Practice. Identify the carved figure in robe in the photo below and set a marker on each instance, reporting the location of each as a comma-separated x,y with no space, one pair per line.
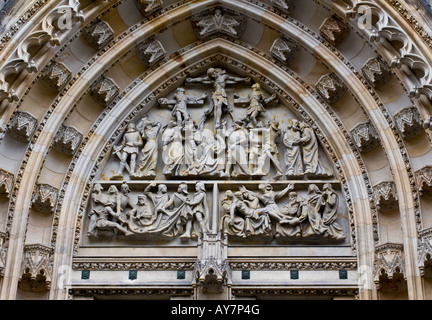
172,149
256,105
329,213
219,79
149,154
231,224
310,148
128,150
198,209
237,158
293,155
270,152
107,217
268,197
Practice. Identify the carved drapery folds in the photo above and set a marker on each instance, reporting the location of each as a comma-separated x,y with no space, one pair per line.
45,198
389,266
365,137
424,180
408,123
425,252
22,126
151,52
331,88
147,7
67,140
286,6
219,21
36,268
104,90
6,182
212,270
57,75
376,72
285,50
99,34
334,30
386,196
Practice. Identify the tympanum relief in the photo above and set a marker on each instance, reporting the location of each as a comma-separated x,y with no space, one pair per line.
219,154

◆ Task details: Retype all of the items above word for word, omitting the pictures from your answer.

◆ Solution for this problem:
Practice. Identify the carved figure in robe in the photo below and set a marker on each instance, reporting the location of each as a comma-separated x,y with no space, one pair per line.
172,149
256,105
329,213
219,79
149,154
231,224
310,148
128,150
198,209
237,158
293,155
270,152
107,217
268,197
Practice. Identify the carved drapery folds in the photo above and set a marker on each instance, reporting the location of each as a comma-separated x,y with no space, one pair per line.
45,198
389,266
365,137
424,180
408,123
425,252
22,126
151,52
331,88
147,7
67,140
286,6
219,21
36,268
104,90
6,182
212,270
57,75
376,72
285,50
99,34
334,30
386,196
Practice. Identify the tympanum relief in the photo above and set a marker on each instance, reporting the location of each as a comma-separated x,y with no space, one pair per line.
219,154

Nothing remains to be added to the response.